[Exercise set]:
- a) Answer these questions about the comment thread below.
(i) According to the first comment, who pulls the strings and controls your money?
(ii) At what time on Sat, 20th Oct 2012 was the comment from DC posted?
(iii) What does the comment from Mike in Calif. call the big issue instead of Anthropogenic Global Warming?
- b) Write out the stretch of the comment thread from "The President is" through "see. Stay tuned.", putting "puppet" in place of "figurehead".
***** Text provided *****
The President is a figurehead. The real power is not elected, it is already in place and has been. It is Ben Bernanke and his compatriots around the world in the other Central Banks that pull the strings and control your money. The race is on. do they get it all or does Mother Nature ring down the curtain and end it all first? We shall see. Stay tuned.
DC on Sat, 20th Oct 2012 2:02 am
I dont seem him suggesting the figurehead Obomber lie, he merely stating what astute observers have known for years. High-end pols cant bring up the topic, or they get replaced with a talking doll that avoids that set of issues all-together. Now, Plant, im sure you’ve read enough Heinberg to know if anyone would love to see ‘leaders’ talking about the issues the PCI champions, it would be Mr Heinberg. Hes merely lamenting the fact the US prez is powerless, not just to take meaningful action, but to even discuss itthe problem openly.
His point was abundantly clear after all..
Mike in Calif. on Sat, 20th Oct 2012 3:29 am
Ah, yes, Heinberg, bring on Global Warming. Anthropogenic Global Warming (to distinguish it from deceiptful “climate change”) is not the big issue. Systemic overreach is. I’m sick of hearing the Anthropogenic Global Warming crap inevitably cast in anthropocentric terms. Heinberg laments the candidates’ inability to roll out truth and then promptly himself dives into the irrelevant.
There is no such thing as “weather anomalies”, just weather. If the theory is correct, there will be warming and climatic shift. If the theory is wrong, there will still be droughts, floods, volcanos, solar flares, soil and water depletion, resource contraint, currency failure, etc, etc, etc.
***** Dataset records *****
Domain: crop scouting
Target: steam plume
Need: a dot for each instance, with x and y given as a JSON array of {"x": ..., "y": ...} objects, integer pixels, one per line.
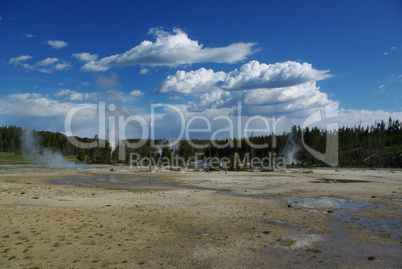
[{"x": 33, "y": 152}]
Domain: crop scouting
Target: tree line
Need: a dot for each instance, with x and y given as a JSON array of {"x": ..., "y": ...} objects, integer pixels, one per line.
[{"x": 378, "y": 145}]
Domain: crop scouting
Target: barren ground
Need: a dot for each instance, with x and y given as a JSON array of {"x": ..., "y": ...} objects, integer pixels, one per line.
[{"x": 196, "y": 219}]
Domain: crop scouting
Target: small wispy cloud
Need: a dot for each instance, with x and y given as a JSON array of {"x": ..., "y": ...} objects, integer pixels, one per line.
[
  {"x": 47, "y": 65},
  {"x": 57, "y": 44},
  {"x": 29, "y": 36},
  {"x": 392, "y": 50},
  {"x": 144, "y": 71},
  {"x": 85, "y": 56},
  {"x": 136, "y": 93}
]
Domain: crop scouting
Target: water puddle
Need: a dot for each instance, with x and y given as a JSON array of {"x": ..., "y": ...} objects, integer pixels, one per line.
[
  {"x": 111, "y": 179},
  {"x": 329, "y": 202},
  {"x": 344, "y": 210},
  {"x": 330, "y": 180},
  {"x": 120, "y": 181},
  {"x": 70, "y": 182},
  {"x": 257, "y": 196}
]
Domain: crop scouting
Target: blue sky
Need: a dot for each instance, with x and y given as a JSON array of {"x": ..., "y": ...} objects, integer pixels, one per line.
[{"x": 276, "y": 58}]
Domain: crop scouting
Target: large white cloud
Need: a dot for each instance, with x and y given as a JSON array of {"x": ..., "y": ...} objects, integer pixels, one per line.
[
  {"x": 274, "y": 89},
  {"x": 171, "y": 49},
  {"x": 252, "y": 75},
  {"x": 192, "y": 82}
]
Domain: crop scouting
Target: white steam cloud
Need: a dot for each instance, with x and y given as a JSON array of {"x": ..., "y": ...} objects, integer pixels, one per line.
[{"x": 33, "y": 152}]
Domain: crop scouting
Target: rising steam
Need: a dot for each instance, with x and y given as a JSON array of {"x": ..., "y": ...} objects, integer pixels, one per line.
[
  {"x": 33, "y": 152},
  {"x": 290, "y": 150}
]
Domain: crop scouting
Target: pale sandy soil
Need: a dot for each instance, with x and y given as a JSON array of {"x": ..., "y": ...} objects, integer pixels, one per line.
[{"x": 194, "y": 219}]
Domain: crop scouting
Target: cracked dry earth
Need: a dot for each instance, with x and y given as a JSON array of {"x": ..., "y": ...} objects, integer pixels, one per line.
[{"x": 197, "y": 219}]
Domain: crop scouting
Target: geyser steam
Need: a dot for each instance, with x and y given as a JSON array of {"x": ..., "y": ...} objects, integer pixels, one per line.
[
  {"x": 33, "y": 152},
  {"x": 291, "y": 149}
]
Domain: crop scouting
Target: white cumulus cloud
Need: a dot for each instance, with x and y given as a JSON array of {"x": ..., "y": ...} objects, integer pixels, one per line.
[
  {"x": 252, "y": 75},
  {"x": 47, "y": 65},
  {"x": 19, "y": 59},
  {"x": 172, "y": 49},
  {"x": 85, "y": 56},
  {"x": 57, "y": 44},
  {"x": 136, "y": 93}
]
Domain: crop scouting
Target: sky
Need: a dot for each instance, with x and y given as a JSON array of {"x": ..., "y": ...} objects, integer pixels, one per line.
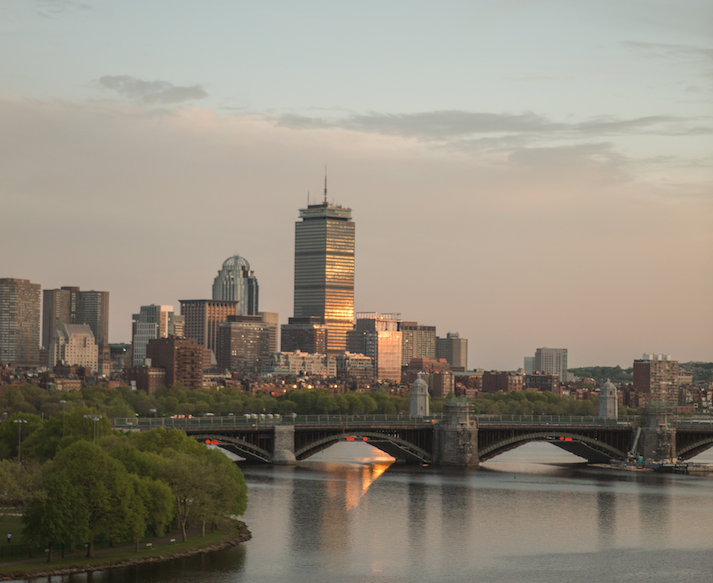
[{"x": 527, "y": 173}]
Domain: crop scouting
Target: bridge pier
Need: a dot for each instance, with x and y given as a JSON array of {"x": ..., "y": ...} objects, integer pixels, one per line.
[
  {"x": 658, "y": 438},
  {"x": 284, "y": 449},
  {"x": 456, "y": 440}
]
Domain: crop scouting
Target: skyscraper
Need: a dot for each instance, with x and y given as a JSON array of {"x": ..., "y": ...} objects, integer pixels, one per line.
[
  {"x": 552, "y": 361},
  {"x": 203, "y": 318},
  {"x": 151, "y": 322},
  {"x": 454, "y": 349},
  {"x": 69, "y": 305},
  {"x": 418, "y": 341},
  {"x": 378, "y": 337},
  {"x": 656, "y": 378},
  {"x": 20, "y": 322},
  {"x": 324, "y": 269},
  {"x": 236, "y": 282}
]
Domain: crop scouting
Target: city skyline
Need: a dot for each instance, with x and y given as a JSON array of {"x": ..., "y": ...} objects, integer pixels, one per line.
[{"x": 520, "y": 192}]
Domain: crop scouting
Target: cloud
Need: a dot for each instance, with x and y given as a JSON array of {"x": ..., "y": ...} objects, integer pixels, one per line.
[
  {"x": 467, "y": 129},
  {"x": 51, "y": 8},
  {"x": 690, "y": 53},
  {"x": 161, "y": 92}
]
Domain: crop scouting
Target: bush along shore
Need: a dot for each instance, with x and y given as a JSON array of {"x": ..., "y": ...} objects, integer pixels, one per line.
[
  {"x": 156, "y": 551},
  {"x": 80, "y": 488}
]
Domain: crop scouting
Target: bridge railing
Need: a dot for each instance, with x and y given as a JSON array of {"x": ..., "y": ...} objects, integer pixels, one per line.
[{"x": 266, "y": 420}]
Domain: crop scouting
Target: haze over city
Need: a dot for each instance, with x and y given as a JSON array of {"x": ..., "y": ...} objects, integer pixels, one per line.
*****
[Outputs for the tasks]:
- a)
(i) Ben Bernanke and his compatriots in the other Central Banks around the world.
(ii) 2:02 am.
(iii) Systemic overreach.

- b)
The President is a puppet. The real power is not elected, it is already in place and has been. It is Ben Bernanke and his compatriots around the world in the other Central Banks that pull the strings and control your money. The race is on. do they get it all or does Mother Nature ring down the curtain and end it all first? We shall see. Stay tuned.